▶ Given request
Locate each line in the material below that contains the word "blurred", and copy those lines. Case counts.
begin
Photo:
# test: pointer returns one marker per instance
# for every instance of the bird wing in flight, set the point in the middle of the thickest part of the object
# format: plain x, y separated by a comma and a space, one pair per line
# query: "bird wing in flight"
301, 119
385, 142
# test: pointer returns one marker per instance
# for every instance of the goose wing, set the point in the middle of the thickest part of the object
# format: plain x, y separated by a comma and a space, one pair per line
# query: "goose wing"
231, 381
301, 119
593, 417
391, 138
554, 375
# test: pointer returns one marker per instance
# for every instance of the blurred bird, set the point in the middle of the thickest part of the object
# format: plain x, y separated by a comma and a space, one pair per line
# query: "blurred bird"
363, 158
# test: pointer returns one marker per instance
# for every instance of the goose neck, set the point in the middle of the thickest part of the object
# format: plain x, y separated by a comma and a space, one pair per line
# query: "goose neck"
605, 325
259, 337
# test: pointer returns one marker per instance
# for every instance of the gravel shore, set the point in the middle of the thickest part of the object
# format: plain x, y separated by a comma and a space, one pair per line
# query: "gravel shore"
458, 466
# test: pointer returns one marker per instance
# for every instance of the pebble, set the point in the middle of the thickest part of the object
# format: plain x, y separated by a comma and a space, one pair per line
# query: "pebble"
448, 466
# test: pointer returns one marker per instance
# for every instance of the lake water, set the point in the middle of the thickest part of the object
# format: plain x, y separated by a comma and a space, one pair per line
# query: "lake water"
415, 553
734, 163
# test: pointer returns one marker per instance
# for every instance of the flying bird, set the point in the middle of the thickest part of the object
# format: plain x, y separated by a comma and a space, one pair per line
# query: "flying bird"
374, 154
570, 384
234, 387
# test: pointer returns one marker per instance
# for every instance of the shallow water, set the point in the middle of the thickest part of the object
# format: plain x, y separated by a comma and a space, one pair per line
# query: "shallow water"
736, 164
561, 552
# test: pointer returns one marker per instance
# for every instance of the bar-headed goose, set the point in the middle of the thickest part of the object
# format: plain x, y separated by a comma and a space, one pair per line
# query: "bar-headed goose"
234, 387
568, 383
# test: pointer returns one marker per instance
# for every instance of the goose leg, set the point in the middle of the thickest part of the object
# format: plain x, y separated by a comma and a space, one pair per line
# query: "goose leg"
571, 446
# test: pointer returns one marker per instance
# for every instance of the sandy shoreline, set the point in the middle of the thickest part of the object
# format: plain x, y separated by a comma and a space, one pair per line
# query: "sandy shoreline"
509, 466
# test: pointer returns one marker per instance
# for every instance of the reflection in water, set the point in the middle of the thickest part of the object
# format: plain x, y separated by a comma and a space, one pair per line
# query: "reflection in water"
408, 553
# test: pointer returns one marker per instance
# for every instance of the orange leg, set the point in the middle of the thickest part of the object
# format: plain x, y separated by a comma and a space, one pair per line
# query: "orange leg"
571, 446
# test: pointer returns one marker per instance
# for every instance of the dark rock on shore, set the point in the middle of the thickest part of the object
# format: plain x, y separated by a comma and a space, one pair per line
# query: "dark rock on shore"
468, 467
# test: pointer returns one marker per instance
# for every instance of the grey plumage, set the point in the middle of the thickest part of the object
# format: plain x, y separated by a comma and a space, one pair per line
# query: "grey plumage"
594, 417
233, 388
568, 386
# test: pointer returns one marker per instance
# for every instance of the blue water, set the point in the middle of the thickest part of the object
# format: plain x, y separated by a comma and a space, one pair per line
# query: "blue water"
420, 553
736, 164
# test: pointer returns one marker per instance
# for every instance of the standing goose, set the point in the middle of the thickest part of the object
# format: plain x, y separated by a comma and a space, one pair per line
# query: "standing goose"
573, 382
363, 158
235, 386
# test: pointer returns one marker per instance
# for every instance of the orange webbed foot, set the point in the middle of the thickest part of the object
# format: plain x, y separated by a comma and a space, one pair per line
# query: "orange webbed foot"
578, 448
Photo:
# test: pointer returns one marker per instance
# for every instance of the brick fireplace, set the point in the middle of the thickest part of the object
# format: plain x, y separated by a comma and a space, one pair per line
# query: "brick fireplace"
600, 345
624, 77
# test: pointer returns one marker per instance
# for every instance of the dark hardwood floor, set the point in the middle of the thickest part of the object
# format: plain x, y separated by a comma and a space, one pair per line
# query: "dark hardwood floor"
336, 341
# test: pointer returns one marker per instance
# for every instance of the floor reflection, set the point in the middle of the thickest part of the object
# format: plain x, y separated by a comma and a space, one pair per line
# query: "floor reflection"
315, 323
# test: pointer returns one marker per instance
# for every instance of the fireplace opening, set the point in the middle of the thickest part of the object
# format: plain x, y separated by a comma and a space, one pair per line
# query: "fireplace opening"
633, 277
end
▶ Correct answer
# for every instance of the blurred bird, set the point in the middle of the thickest part of the object
# query: "blurred bird"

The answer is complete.